### Auszug
====================

LVwG-300790/8/BMa/SH

Linz, 23.02.2016

I M   N A M E N   D E R   R E P U B L I K

 

 

Das Landesverwaltungsgericht Oberösterreich hat durch seine Richterin Maga. Gerda Bergmayr-Mann über die Beschwerde des R. K., x, L., vom 3. August 2015, gegen das Straferkenntnis des Magistrates der Landeshauptstadt Linz vom 25. Juni 2015, GZ. 0024929/2013, wegen Übertretungen des Arbeitsvertragsrechts-Anpassungs­gesetzes (AVRAG), nach Durchführung einer öffentlichen mündlichen Verhandlung am 4. Dezember 2015

 

zu Recht   e r k a n n t :

 

 

I. Gemäß § 50 Verwaltungsgerichtsverfahrensgesetz (VwGVG) wird die Beschwerde als unbegründet abgewiesen und das ange­ fochtene Straferkenntnis bestätigt.

====================

### Material
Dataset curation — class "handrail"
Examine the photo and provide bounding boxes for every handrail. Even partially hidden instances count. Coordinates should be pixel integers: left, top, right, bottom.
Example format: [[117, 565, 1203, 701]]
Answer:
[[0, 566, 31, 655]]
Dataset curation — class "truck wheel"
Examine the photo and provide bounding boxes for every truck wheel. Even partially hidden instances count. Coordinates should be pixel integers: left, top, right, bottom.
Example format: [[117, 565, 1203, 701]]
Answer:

====================

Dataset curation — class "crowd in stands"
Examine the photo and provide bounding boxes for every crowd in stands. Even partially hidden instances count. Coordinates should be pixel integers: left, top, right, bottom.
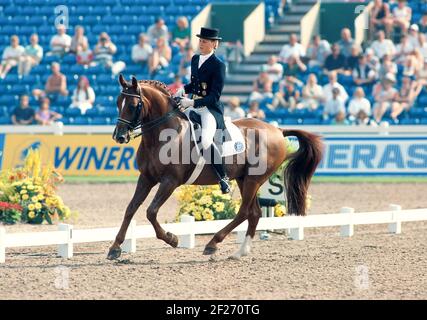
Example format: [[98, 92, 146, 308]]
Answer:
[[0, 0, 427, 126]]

====================

### Deine Aufgabe
Kannst du aus dem Auszug wortgetreu abschreiben, was mit „Das Landesverwaltungsgericht Oberösterreich“ beginnt und sich bis einschließlich „fochtene Straferkenntnis bestätigt.“ fortsetzt? Halte dich allein an den Auszug.

### Vollständige Antwort
Das Landesverwaltungsgericht Oberösterreich hat durch seine Richterin Maga. Gerda Bergmayr-Mann über die Beschwerde des R. K., x, L., vom 3. August 2015, gegen das Straferkenntnis des Magistrates der Landeshauptstadt Linz vom 25. Juni 2015, GZ. 0024929/2013, wegen Übertretungen des Arbeitsvertragsrechts-Anpassungs­gesetzes (AVRAG), nach Durchführung einer öffentlichen mündlichen Verhandlung am 4. Dezember 2015

 

zu Recht   e r k a n n t :

 

 

I. Gemäß § 50 Verwaltungsgerichtsverfahrensgesetz (VwGVG) wird die Beschwerde als unbegründet abgewiesen und das ange­ fochtene Straferkenntnis bestätigt.